Task input.
◇ ◇ ◇ ◇

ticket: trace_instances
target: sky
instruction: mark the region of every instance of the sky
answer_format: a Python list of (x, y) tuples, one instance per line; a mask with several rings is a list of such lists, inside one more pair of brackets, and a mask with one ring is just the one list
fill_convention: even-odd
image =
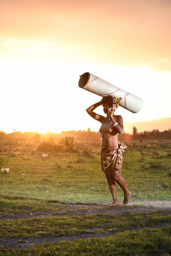
[(97, 131), (86, 72), (142, 99), (117, 110), (124, 123), (170, 117), (171, 12), (171, 0), (0, 0), (0, 130)]

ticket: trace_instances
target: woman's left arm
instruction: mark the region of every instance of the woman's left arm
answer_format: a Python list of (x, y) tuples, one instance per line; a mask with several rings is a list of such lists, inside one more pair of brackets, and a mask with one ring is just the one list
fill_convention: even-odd
[(113, 127), (118, 133), (121, 134), (123, 130), (123, 119), (122, 116), (120, 115), (117, 116), (117, 120), (116, 120), (114, 117), (114, 112), (113, 110), (110, 114), (110, 117), (113, 124)]

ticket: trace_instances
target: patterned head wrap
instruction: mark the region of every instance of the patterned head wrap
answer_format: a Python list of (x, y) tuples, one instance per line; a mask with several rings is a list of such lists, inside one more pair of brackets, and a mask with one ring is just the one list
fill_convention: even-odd
[(115, 98), (114, 97), (112, 99), (112, 101), (113, 102), (113, 108), (115, 112), (120, 104), (121, 98)]

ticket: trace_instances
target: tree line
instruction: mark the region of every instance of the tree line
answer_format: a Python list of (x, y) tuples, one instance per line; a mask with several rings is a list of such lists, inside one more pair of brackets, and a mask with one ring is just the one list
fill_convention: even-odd
[[(170, 139), (171, 130), (160, 132), (158, 129), (152, 131), (144, 131), (139, 132), (137, 128), (133, 126), (132, 128), (132, 134), (127, 133), (123, 131), (122, 134), (119, 135), (120, 140), (139, 140), (140, 142), (144, 140), (149, 139)], [(5, 133), (3, 131), (0, 131), (0, 139), (5, 139), (19, 138), (21, 140), (31, 139), (39, 141), (41, 139), (45, 139), (51, 138), (53, 140), (61, 139), (65, 137), (73, 137), (75, 140), (98, 140), (100, 139), (100, 133), (99, 131), (91, 131), (90, 128), (87, 130), (62, 131), (61, 133), (57, 133), (49, 131), (45, 134), (40, 133), (37, 132), (22, 132), (15, 131), (10, 133)]]

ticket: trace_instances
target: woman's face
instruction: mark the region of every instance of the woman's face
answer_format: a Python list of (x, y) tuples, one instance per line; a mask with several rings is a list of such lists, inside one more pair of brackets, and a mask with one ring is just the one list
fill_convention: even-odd
[(105, 114), (109, 114), (111, 111), (111, 108), (107, 104), (103, 104), (103, 111)]

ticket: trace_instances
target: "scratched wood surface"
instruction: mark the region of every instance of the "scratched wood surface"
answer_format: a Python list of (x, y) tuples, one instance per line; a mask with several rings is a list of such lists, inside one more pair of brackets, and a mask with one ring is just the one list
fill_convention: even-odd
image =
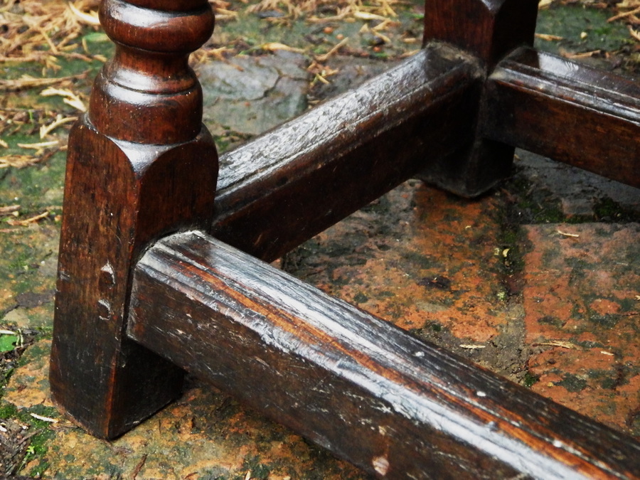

◇ ◇ ◇ ◇

Stated exercise.
Recast every line of the material above as a numbered list, omitting blank lines and leaving out the pictures.

Answer.
1. ticket: trace_instances
2. target: sky
3. instruction: mark the region of every instance of the sky
4. answer_format: a Python list of (x, y) tuples, one instance per line; a mask with several rings is a list of such lists, inside one more pair of brackets, and a mask with one ring is just the one list
5. fill_convention: even-odd
6. image =
7. [(97, 131), (86, 72), (142, 99), (117, 110), (124, 123), (170, 117), (171, 12), (171, 0), (0, 0), (0, 130)]
8. ticket: trace_instances
9. target: woman's left arm
10. instruction: mark the region of every instance of the woman's left arm
11. answer_format: a Python list of (x, y) tuples, one instance per line; a mask with several rings is a list of such lists, inside one more pair of brackets, and a mask with one ring is just the one list
12. fill_convention: even-odd
13. [(113, 127), (118, 133), (121, 134), (123, 130), (123, 119), (122, 116), (120, 115), (117, 116), (117, 120), (116, 120), (114, 117), (114, 112), (113, 110), (110, 114), (110, 117), (113, 124)]
14. ticket: trace_instances
15. target: patterned head wrap
16. instruction: mark the region of every instance of the patterned head wrap
17. answer_format: a Python list of (x, y) tuples, one instance per line; a mask with several rings is a list of such lists, inside one more pair of brackets, and a mask with one ring is just the one list
18. fill_convention: even-odd
19. [(115, 98), (114, 97), (112, 99), (112, 101), (113, 102), (113, 108), (115, 112), (120, 104), (121, 98)]
20. ticket: trace_instances
21. target: tree line
22. instruction: mark the region of every instance of the tree line
23. answer_format: a Python list of (x, y) tuples, one instance per line; a mask with several rings is a list of such lists, inside one more pair of brackets, and a mask with one ring is just the one list
24. fill_convention: even-odd
25. [[(170, 139), (171, 130), (160, 132), (158, 129), (152, 131), (144, 131), (139, 132), (137, 128), (133, 126), (132, 128), (132, 134), (127, 133), (123, 131), (122, 134), (119, 135), (120, 140), (139, 140), (140, 142), (144, 140), (149, 139)], [(5, 133), (3, 131), (0, 131), (0, 139), (5, 139), (19, 138), (21, 140), (31, 139), (39, 141), (41, 139), (45, 139), (51, 138), (53, 140), (61, 139), (65, 137), (73, 137), (75, 140), (98, 140), (100, 139), (100, 133), (99, 131), (91, 131), (90, 128), (87, 130), (62, 131), (61, 133), (57, 133), (49, 131), (45, 134), (40, 133), (37, 132), (22, 132), (15, 131), (10, 133)]]
26. ticket: trace_instances
27. target: woman's face
28. instruction: mark the region of every instance of the woman's face
29. answer_format: a Python list of (x, y) tuples, one instance per line; a mask with several rings is a list of such lists, inside one more pair of brackets, and a mask with one ring is just the one list
30. fill_convention: even-odd
31. [(105, 114), (109, 114), (111, 111), (111, 108), (107, 104), (103, 104), (103, 111)]
32. ticket: trace_instances
33. target: "scratched wood surface"
34. instruction: mark the region of every instance of the "scratched wood surface"
35. answer_format: a Python list of (x, y) tuples, one instance per line; a mask with several rings is a list of such lists, inside one more pair of brackets, and a mask with one ring is just the one list
36. fill_convention: even-odd
37. image =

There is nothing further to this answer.